Begin SELECTED PASSAGE
The automatic stay stops this race. And creditors have to participate in an equitable distribution of your assets and income among all your creditors pursuant to the provisions of the Bankruptcy Code.
This is done under one case, in one venue, and under one legal proceeding: your bankruptcy case in bankruptcy court.
There are exceptions to the automatic stay
Generally, the stay will go into effect the instant you file your case. And, generally, the stay will remain in effect for the duration of your case until you receive a discharge or until your case is dismissed.
But there are important exceptions to these general rules, discussed below.
The Automatic Stay Starts the Instant You File Your Case
The automatic stay goes into effect the very second you file your bankruptcy case with the court — even if your case is filed in the middle of the night.
You may think “How will creditors know the automatic stay is in effect if I filed in the middle of the night?” It doesn’t matter whether your creditors know or don’t know.
Federal law dictates that when the automatic stay goes into effect, your creditors must stop collections actions — the stay is effective against your creditors regardless whether they know or don’t know you filed.
Any collection actions creditors take against you and your property in violation of the stay are either void or voidable and generally can be undone.
Furthermore, if a creditor violates the automatic stay intentionally, the bankruptcy court may sanction that creditor.
Exceptions to the Automatic Stay Starting Automatically and Instantly
When is the automatic stay not automatic? There are two common exceptions to the general rule of the automatic stay going into effect instantly and automatically.
End SELECTED PASSAGE
Begin LISTING
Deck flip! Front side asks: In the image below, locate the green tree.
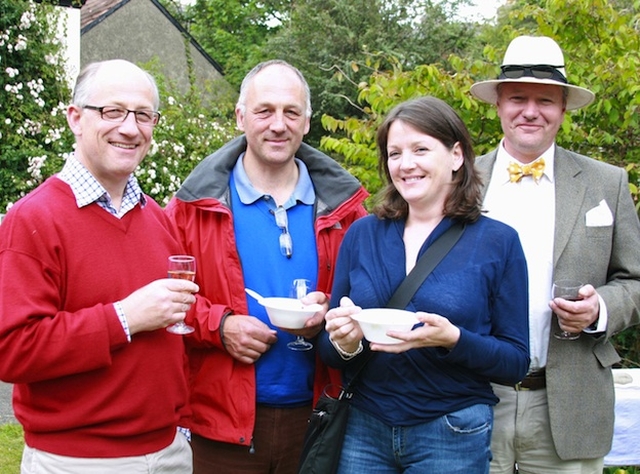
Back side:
[0,0,238,213]
[322,0,640,200]
[263,0,475,143]
[185,0,284,89]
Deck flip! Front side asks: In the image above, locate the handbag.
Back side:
[298,223,465,474]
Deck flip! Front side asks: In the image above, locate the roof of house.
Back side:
[80,0,224,75]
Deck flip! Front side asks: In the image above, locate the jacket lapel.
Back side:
[553,147,587,274]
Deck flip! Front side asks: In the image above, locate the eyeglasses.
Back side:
[498,64,568,84]
[82,105,160,127]
[273,206,293,258]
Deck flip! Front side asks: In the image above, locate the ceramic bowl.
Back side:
[260,297,322,329]
[351,308,420,344]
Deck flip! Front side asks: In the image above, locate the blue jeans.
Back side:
[338,404,493,474]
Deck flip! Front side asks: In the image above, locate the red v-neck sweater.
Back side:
[0,177,186,457]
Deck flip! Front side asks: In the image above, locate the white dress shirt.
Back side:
[483,142,556,370]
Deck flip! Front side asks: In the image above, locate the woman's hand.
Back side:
[369,311,460,354]
[325,296,363,352]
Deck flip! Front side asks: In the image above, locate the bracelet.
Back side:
[329,338,364,360]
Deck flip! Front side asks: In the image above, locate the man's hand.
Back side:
[221,314,278,364]
[549,285,600,333]
[120,278,200,335]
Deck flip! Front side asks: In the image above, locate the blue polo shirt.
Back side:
[230,154,318,407]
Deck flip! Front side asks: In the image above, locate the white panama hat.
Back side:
[471,36,596,110]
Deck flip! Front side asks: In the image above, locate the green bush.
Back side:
[0,0,236,213]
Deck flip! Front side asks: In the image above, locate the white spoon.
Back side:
[244,288,322,313]
[244,288,264,306]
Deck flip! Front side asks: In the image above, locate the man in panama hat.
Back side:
[471,36,640,474]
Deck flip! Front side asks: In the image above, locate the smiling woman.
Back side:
[318,97,529,474]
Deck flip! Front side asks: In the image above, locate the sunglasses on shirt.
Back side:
[498,64,567,84]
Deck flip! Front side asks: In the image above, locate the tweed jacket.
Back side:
[476,147,640,460]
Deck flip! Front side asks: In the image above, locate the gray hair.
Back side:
[236,59,312,117]
[71,59,160,110]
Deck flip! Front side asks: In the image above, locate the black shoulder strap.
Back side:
[387,222,465,309]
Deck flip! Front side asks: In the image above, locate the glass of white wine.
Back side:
[167,255,196,334]
[552,280,583,341]
[287,278,313,351]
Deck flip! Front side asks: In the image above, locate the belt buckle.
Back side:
[513,382,532,392]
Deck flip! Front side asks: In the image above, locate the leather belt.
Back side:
[500,369,547,391]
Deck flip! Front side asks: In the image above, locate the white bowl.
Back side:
[351,308,420,344]
[259,297,322,329]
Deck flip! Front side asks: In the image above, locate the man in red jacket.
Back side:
[167,61,368,474]
[0,60,198,474]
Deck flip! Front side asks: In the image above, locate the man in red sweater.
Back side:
[0,60,198,474]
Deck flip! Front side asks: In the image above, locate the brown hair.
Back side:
[373,96,482,222]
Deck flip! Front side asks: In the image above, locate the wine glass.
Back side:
[287,278,313,351]
[167,255,196,334]
[552,280,583,341]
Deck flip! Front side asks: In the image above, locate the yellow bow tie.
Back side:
[508,158,544,183]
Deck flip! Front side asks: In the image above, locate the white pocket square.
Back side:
[585,199,613,227]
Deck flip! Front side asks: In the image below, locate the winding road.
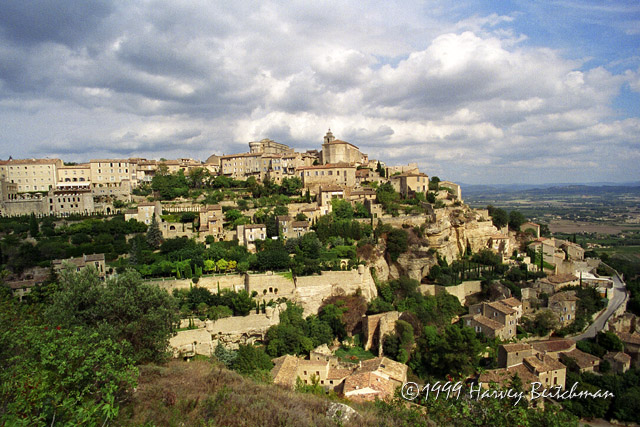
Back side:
[571,275,627,341]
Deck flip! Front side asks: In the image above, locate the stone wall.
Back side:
[418,280,482,305]
[245,273,296,301]
[206,304,286,348]
[146,274,245,293]
[293,265,378,316]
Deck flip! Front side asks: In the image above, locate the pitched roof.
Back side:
[531,339,576,353]
[271,354,300,387]
[501,342,533,353]
[615,332,640,345]
[463,314,504,331]
[604,351,631,364]
[498,297,522,308]
[560,348,600,369]
[487,301,516,314]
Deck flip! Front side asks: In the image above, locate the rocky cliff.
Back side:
[368,205,508,281]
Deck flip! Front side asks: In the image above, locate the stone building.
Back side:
[560,348,600,374]
[89,159,138,188]
[498,343,534,368]
[296,163,356,195]
[198,205,224,239]
[0,159,63,193]
[47,182,95,215]
[322,129,368,166]
[548,291,580,327]
[604,351,631,374]
[51,254,107,280]
[236,224,267,248]
[57,163,91,183]
[389,172,429,197]
[249,138,293,154]
[462,301,518,341]
[362,311,400,355]
[124,202,162,225]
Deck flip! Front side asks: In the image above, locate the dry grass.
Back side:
[115,361,436,427]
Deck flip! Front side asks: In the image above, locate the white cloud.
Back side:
[0,1,640,181]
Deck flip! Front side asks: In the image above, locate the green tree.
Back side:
[232,344,273,375]
[45,268,178,362]
[29,213,40,238]
[387,228,409,261]
[146,215,164,249]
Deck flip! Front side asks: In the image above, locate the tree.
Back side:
[231,344,273,375]
[146,215,164,249]
[29,213,40,238]
[44,268,178,362]
[387,228,409,261]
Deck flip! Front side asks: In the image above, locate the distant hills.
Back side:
[460,181,640,197]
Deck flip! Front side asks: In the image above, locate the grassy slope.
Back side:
[114,360,422,427]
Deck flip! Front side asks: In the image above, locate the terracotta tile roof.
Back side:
[463,314,504,331]
[0,159,62,165]
[271,354,300,387]
[549,291,580,302]
[502,342,533,353]
[318,184,344,193]
[531,339,576,353]
[560,348,600,369]
[487,301,516,314]
[604,351,631,364]
[523,356,566,374]
[545,274,578,284]
[478,363,540,391]
[296,163,356,170]
[616,332,640,345]
[244,224,267,230]
[343,372,396,401]
[327,367,353,380]
[499,297,522,308]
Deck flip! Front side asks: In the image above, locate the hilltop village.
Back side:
[0,130,640,424]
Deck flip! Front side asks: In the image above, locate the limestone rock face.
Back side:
[327,402,360,425]
[370,206,499,281]
[293,265,378,316]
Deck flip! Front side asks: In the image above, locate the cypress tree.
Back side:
[147,215,164,249]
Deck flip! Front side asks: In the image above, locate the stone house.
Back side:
[124,202,162,225]
[498,343,534,368]
[198,205,224,240]
[531,339,576,359]
[317,184,346,206]
[534,274,580,295]
[0,158,63,193]
[389,172,429,197]
[236,224,267,247]
[342,357,408,401]
[362,311,400,355]
[604,351,631,374]
[548,291,580,327]
[462,298,518,341]
[296,163,356,194]
[321,129,369,166]
[462,314,515,341]
[560,348,600,373]
[615,331,640,366]
[51,254,107,280]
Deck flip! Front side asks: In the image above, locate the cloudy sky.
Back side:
[0,0,640,184]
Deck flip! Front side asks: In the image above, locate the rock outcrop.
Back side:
[369,205,508,281]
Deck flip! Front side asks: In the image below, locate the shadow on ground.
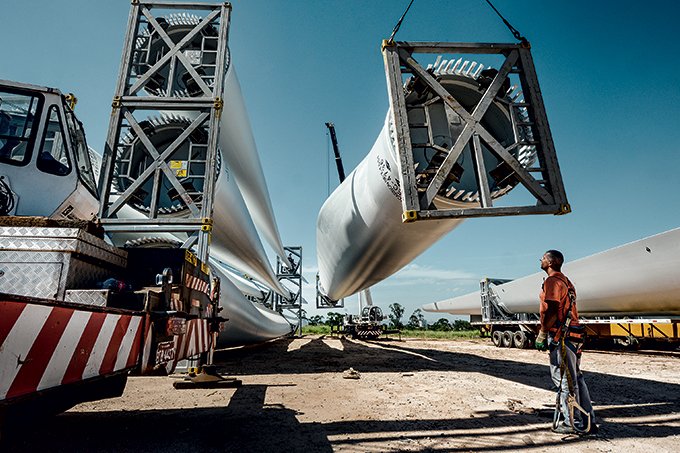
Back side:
[0,339,680,452]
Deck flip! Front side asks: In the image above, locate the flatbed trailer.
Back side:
[470,278,680,349]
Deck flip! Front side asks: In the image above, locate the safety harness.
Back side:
[553,276,591,434]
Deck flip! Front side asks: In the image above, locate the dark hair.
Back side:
[545,250,564,269]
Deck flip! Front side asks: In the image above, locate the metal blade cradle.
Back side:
[317,42,570,301]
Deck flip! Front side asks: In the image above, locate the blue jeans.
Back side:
[549,338,595,430]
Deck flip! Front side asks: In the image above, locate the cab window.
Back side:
[36,105,71,176]
[0,89,40,165]
[64,105,97,196]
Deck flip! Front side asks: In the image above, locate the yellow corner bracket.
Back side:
[401,210,418,223]
[557,203,571,215]
[380,39,395,50]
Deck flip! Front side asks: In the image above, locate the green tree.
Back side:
[326,311,345,326]
[430,318,451,332]
[406,308,426,330]
[389,302,404,329]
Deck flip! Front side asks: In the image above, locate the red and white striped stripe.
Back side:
[0,301,144,400]
[184,274,210,295]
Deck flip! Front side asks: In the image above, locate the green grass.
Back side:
[302,325,480,340]
[401,330,480,340]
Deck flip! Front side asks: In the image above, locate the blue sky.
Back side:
[0,0,680,320]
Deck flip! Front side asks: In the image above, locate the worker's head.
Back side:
[541,250,564,271]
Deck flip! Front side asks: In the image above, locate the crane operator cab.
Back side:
[0,80,99,220]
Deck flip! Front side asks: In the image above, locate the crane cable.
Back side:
[485,0,529,44]
[387,0,415,43]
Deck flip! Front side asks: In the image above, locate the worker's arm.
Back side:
[540,300,559,333]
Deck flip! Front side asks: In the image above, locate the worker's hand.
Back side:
[534,330,548,351]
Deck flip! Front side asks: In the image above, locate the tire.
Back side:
[501,330,514,348]
[512,330,529,349]
[491,330,503,348]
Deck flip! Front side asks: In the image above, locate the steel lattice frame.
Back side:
[99,0,231,263]
[271,246,304,335]
[383,41,571,222]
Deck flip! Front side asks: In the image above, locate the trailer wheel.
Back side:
[512,330,529,349]
[491,330,503,348]
[501,330,513,348]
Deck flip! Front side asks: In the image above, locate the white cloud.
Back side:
[381,264,480,286]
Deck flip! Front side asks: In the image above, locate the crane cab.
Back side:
[0,80,99,220]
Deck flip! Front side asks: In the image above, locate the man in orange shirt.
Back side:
[536,250,597,434]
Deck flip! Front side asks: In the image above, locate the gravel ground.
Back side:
[2,336,680,453]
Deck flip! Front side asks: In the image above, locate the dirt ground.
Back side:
[2,336,680,453]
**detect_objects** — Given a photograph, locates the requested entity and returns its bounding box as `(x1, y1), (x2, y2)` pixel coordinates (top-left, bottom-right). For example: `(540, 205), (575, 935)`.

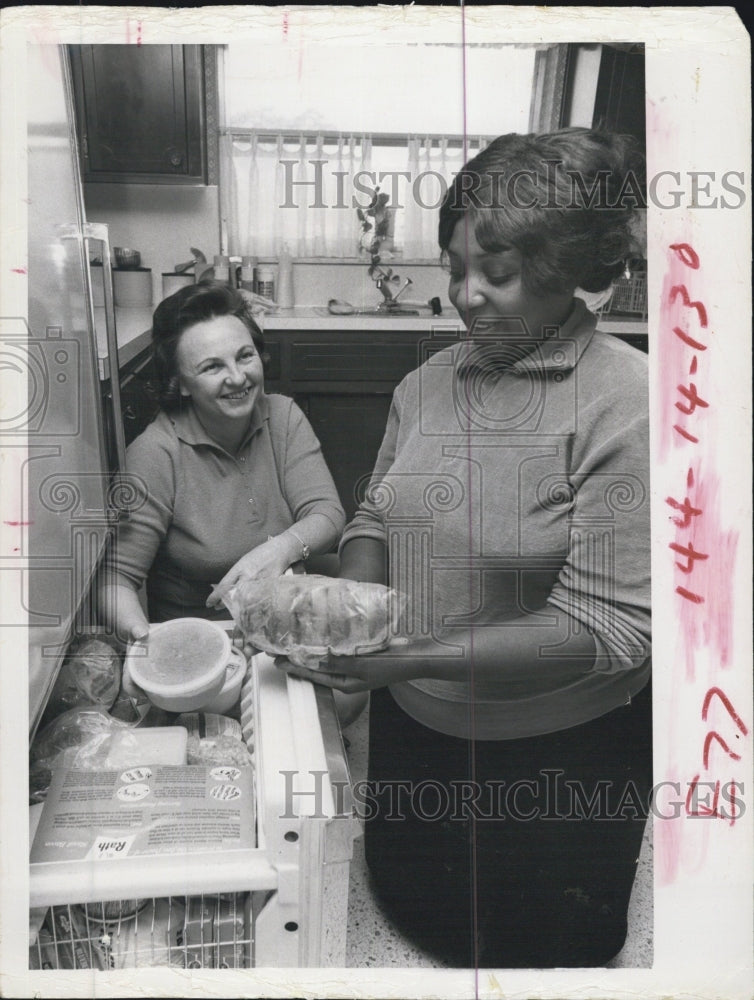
End LISTING
SHORT PROBLEM
Answer from the passage on the automatic stay:
1. At what moment does the automatic stay go into effect?
2. Until when does the stay generally remain in effect?
3. What may the bankruptcy court do to a creditor that intentionally violates the stay?
These rows come from a different source than the passage on the automatic stay.

THE COMPLETED TASK
1. The very second the bankruptcy case is filed with the court, even in the middle of the night.
2. Until a discharge is received or the case is dismissed.
3. It may sanction that creditor.